- _Work to complete_:
The response should be a faithful copy of every record, with nothing left out.

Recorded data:
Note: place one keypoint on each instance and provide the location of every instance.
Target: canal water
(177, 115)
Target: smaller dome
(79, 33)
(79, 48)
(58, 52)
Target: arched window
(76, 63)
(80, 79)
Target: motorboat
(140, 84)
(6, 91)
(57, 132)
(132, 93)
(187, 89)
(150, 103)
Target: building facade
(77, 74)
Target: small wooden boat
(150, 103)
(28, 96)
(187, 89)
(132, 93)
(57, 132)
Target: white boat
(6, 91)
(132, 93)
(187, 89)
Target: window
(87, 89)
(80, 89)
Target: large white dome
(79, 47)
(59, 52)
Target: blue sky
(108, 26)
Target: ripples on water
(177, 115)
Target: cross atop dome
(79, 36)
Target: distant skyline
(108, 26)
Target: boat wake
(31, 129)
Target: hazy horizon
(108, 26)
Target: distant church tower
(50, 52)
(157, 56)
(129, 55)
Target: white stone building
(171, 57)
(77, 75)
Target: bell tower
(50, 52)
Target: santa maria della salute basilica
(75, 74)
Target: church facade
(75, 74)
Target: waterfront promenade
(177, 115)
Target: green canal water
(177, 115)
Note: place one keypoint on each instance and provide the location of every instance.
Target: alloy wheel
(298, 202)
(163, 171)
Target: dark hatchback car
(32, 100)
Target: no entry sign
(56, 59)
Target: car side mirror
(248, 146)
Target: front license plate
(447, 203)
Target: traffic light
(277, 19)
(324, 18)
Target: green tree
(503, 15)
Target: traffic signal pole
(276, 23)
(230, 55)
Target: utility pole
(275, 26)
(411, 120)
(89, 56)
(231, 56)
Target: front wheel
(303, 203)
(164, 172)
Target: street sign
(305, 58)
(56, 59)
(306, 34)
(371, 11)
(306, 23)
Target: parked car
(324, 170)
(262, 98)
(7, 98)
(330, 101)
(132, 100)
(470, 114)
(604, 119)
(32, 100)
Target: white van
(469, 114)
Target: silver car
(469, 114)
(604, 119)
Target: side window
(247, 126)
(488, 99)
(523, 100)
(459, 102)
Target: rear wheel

- _Expected answer_:
Note: place one keypoint on each instance and provide the location of every instance.
Target: canal water
(177, 115)
Target: smaller dome
(79, 33)
(79, 48)
(58, 52)
Target: arched window
(76, 63)
(80, 79)
Target: motorboat
(140, 84)
(6, 91)
(57, 132)
(132, 93)
(187, 89)
(150, 103)
Target: building facade
(77, 74)
Target: small wooden boat
(150, 103)
(28, 96)
(187, 89)
(132, 93)
(57, 132)
Target: white boat
(6, 91)
(132, 93)
(187, 89)
Target: window
(87, 89)
(80, 89)
Target: large white dome
(79, 47)
(59, 52)
Target: blue sky
(108, 26)
Target: ripples on water
(177, 115)
Target: cross atop dome
(79, 36)
Target: distant skyline
(108, 26)
Target: boat wake
(31, 129)
Target: hazy horizon
(108, 26)
Target: distant church tower
(50, 52)
(157, 56)
(129, 55)
Target: white stone building
(171, 57)
(77, 75)
Target: bell tower
(50, 52)
Target: santa maria della salute basilica
(75, 74)
Target: church facade
(75, 74)
Target: waterfront promenade
(177, 115)
Target: green canal water
(177, 115)
Note: place one keypoint on each instance and provide the location of every instance.
Target: alloy wheel
(298, 202)
(163, 171)
Target: dark hatchback car
(32, 100)
Target: no entry sign
(56, 59)
Target: car side mirror
(248, 146)
Target: front license plate
(447, 203)
Target: traffic light
(277, 19)
(324, 18)
Target: green tree
(503, 15)
Target: traffic signal pole
(276, 23)
(230, 55)
Target: utility pole
(275, 26)
(411, 120)
(89, 56)
(231, 56)
Target: front wheel
(303, 203)
(164, 172)
Target: street sign
(305, 58)
(56, 59)
(306, 34)
(371, 11)
(306, 23)
Target: parked car
(324, 170)
(262, 98)
(7, 98)
(330, 101)
(132, 100)
(470, 114)
(604, 119)
(32, 100)
Target: white van
(469, 114)
Target: silver car
(469, 114)
(604, 119)
Target: side window
(247, 126)
(488, 99)
(523, 100)
(459, 102)
Target: rear wheel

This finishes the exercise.